* INSTRUCTION *
Your output is the line containing "of the sprayer" plus all lines after it to the end of the records, reproduced exactly, with nothing else.

-------- RECORDS TO USE

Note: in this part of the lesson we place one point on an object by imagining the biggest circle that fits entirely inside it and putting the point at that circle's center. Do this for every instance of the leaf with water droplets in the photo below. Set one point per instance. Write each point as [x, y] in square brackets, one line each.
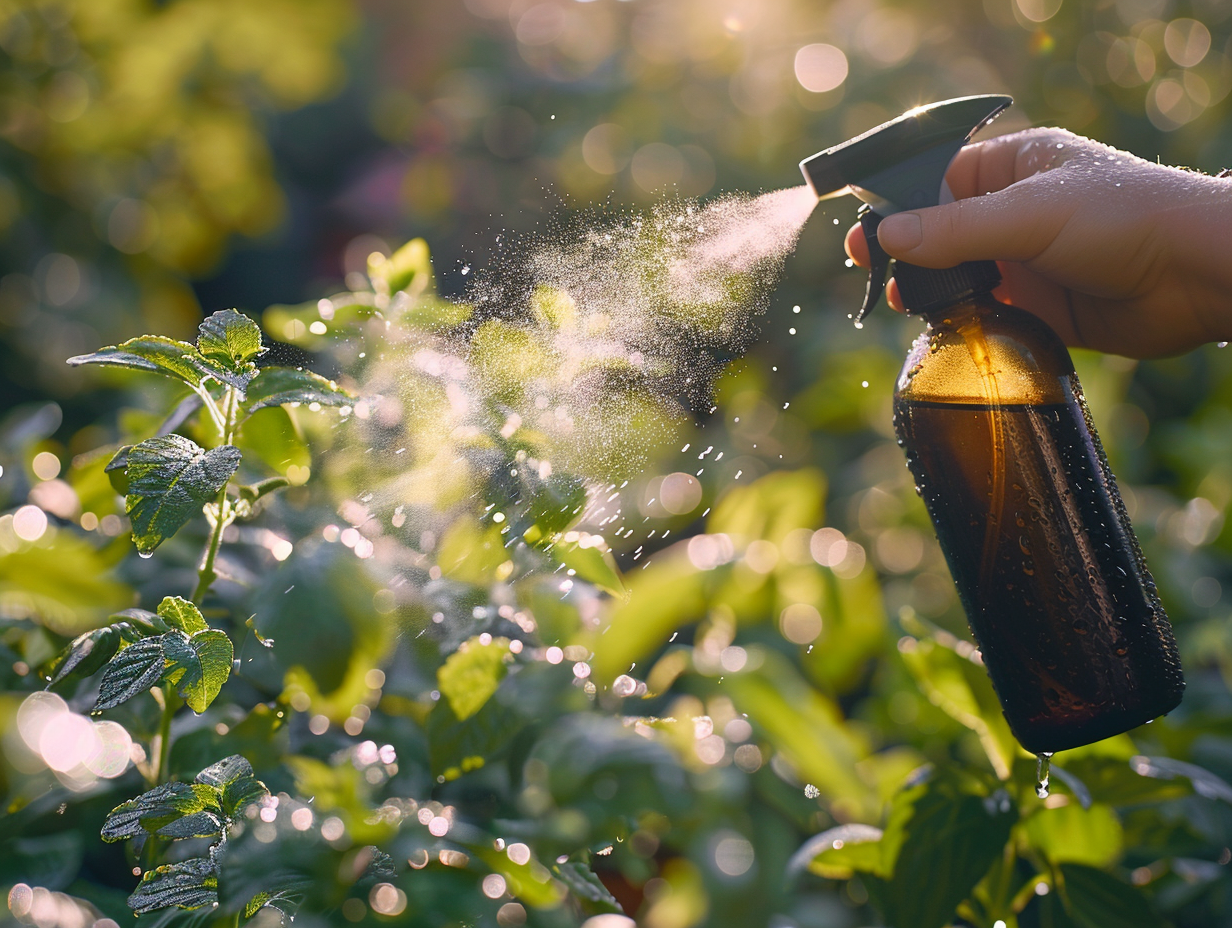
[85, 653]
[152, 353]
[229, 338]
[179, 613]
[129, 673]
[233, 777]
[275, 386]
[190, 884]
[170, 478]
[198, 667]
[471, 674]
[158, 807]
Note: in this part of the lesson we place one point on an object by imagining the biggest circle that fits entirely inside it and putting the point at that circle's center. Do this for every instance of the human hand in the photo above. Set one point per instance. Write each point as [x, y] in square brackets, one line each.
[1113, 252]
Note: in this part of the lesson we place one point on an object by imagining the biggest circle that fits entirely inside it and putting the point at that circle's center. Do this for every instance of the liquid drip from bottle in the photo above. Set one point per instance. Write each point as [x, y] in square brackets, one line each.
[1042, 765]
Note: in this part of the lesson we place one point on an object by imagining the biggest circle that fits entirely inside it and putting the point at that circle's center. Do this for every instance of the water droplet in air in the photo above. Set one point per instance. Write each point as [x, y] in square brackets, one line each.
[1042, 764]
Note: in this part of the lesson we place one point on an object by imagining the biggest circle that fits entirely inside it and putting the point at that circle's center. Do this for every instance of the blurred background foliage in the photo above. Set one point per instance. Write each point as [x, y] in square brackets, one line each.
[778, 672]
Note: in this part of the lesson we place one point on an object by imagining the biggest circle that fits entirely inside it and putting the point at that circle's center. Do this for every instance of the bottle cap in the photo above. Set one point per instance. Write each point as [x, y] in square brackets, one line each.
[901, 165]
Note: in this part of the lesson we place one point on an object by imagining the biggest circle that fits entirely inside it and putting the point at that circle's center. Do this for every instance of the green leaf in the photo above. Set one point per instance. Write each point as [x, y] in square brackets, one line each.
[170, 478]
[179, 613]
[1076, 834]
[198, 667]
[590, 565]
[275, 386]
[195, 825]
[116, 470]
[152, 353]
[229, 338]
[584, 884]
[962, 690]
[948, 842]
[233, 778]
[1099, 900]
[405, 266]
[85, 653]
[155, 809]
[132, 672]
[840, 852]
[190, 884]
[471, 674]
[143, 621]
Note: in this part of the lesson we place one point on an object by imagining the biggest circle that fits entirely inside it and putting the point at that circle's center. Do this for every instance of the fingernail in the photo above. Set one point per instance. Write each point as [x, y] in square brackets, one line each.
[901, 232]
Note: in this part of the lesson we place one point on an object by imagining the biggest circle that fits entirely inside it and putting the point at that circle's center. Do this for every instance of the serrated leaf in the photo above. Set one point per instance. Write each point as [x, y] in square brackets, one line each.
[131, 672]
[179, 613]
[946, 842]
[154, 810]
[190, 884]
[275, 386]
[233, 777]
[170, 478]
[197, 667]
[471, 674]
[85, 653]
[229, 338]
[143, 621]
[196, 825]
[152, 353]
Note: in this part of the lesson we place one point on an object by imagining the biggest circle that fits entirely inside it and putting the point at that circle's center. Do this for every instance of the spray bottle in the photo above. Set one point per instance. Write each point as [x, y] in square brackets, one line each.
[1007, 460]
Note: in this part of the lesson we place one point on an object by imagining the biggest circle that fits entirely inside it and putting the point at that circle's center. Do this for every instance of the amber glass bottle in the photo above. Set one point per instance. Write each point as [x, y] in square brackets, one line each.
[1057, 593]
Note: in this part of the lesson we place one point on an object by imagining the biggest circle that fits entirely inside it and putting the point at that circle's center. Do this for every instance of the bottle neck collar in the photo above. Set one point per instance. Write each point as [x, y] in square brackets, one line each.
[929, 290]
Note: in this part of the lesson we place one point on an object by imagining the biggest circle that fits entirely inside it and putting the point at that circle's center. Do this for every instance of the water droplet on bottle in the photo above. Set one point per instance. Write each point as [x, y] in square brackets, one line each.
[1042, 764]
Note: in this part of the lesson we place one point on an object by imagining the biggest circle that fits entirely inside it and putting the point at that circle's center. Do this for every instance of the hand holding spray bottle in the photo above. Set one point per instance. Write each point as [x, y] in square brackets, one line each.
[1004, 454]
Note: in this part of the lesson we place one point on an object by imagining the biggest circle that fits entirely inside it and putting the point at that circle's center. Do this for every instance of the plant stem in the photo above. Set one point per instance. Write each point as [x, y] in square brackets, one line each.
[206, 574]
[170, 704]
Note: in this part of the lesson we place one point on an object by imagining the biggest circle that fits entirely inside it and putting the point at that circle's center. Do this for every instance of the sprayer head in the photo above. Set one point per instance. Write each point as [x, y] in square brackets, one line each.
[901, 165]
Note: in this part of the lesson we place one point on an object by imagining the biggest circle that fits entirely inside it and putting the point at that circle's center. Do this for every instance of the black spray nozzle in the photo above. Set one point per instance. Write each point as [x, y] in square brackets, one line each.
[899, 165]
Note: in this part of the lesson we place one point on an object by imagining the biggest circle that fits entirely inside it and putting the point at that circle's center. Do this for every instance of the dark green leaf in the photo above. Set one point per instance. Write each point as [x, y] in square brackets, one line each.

----------------

* WRITTEN ANSWER *
Note: in this part of the lesson we place one point on an object by imagining the biggest circle that fits entirely inside it and putting the point at that circle's center. Do this for every instance of the sprayer head in the photo above. Set one point per instance. Write each point as [x, y] in square brackets, one line each.
[901, 165]
Note: in this part of the lesson we place one point on an object by imagining the biggest circle that fits entirely inside it and putting the point at that circle's center. Do this for every instance of the black spray nozzle in the photo above. Set one point per instance. Write each point as [x, y] in square brackets, one line each.
[899, 165]
Note: in this part of the lesson we place one point on an object by imagining the biggest circle that fits entirely inside it and putting the point at that circle's center. Do this for every instance of the dark green leaf in the photo above. Set one point per instance. Write each point as [x, y] in square brackets, one line each.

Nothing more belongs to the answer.